Description of the task ▸ Return exactly the span of lines that opens with the line containing "For each instance of the asphalt" and closes with the last line of the data, inclusive.

Information provided ▸

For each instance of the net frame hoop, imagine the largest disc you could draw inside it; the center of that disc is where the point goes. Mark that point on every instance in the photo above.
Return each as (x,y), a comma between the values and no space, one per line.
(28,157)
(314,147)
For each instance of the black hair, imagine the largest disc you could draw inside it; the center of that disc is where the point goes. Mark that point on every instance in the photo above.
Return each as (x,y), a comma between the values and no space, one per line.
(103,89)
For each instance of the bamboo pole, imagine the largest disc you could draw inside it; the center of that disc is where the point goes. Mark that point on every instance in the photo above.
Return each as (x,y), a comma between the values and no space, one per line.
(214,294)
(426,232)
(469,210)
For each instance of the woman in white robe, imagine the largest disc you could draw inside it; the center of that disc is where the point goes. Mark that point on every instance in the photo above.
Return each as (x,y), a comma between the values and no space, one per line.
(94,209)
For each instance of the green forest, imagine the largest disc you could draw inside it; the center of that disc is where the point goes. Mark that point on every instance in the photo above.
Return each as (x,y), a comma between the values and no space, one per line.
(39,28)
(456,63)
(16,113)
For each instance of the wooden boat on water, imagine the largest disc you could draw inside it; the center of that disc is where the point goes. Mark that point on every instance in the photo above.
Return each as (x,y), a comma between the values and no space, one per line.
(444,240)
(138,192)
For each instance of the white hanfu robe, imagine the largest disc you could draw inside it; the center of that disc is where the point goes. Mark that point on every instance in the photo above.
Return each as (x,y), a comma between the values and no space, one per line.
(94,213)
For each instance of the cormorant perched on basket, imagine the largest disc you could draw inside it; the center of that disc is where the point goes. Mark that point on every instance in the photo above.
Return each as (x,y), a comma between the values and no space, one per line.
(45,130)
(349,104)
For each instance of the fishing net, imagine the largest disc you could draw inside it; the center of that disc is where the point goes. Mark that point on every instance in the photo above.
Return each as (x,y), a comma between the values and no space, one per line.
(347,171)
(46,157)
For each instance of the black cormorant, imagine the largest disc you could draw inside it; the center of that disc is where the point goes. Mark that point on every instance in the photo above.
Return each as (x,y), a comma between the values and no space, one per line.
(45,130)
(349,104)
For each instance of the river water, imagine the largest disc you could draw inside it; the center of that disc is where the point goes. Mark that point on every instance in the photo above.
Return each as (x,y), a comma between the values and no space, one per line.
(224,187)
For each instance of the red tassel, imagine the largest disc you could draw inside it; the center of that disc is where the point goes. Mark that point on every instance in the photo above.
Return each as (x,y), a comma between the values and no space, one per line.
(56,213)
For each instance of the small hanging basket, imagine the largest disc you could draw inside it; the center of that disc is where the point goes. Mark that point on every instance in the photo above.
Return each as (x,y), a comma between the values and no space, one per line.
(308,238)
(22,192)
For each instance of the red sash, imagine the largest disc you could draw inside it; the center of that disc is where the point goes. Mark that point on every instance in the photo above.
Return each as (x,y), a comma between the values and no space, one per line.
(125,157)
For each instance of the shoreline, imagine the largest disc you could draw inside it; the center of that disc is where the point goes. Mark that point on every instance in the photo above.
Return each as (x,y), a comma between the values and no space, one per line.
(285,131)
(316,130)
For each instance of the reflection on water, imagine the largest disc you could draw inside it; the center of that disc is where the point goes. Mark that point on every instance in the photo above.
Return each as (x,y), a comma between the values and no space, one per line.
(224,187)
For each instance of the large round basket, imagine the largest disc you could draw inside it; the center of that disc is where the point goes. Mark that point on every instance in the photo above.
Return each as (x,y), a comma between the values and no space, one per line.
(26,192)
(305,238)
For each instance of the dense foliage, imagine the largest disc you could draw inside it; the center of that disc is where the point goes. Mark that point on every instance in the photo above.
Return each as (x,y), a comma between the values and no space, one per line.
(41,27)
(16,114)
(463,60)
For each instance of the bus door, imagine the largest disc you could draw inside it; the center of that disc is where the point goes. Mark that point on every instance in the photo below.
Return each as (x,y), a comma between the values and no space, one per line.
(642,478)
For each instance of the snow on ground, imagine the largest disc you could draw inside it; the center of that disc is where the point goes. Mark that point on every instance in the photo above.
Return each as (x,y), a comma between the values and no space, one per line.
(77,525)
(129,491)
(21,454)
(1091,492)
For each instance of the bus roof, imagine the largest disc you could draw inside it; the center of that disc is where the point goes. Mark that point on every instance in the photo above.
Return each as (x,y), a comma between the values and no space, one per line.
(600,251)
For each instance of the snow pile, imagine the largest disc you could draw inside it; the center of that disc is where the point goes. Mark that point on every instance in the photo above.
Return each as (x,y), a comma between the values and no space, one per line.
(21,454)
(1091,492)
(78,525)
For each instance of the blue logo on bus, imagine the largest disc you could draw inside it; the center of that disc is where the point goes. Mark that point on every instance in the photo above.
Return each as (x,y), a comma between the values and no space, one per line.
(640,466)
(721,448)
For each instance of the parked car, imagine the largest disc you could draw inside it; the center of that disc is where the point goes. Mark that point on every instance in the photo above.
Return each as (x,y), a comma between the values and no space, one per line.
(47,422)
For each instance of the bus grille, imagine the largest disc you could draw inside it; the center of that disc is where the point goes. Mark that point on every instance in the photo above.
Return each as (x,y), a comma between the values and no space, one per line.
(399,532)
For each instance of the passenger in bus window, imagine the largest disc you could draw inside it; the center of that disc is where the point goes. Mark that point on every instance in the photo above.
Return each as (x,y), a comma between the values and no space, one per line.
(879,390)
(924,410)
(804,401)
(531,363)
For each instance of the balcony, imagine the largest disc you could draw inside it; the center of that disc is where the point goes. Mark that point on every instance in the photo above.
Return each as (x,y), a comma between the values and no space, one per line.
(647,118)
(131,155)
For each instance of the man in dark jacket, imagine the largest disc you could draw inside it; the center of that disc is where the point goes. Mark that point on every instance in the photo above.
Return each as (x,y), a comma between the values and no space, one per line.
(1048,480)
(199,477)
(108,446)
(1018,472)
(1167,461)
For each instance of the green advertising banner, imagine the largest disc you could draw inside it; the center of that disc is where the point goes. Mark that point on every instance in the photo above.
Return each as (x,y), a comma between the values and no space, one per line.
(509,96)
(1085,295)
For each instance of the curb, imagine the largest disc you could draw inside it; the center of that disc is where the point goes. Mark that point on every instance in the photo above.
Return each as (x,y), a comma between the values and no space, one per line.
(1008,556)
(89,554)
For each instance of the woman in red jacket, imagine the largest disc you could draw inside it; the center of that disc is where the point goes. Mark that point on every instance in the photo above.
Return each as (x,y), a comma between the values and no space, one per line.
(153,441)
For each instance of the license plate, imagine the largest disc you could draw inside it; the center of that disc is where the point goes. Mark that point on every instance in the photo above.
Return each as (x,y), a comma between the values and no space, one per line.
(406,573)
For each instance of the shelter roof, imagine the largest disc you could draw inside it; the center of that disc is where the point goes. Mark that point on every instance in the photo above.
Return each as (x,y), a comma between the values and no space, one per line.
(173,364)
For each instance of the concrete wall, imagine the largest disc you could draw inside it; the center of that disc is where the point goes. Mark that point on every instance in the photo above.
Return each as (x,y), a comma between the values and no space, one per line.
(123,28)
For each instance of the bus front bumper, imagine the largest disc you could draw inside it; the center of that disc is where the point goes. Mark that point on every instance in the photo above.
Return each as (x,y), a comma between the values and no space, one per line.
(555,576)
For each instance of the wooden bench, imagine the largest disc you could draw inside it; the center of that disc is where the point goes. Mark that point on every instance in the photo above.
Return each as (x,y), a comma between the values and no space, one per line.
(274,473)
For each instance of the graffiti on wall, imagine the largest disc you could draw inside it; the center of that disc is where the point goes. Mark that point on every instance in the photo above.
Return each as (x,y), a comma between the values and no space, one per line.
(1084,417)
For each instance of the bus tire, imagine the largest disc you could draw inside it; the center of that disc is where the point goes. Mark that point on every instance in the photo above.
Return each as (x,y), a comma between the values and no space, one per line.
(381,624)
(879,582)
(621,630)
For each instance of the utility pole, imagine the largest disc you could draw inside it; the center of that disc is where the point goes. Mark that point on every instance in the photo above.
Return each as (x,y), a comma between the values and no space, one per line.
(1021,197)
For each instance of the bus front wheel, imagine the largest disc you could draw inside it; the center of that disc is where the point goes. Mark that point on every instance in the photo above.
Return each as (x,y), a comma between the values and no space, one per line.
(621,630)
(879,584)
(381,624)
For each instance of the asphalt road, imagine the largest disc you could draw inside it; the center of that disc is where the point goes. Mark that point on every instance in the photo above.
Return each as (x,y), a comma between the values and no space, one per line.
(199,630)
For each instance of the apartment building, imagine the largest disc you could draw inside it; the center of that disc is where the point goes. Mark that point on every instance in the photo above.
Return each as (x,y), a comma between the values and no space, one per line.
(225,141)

The solution ▸
For each instance of the asphalt road, imagine the largest disc you could draw inside it; the center of that disc is where the point goes. Mark that point on every instance in the photo above.
Return each as (x,y), a comma between the values and no space, one per line.
(199,630)
For each instance of the apartment building, imagine the largest disc you could draw inside it; the center of that disc is where the point goes. Mark that point on every instance in the photo above.
Return each as (x,y), a comma between the values and no space, one per line.
(225,141)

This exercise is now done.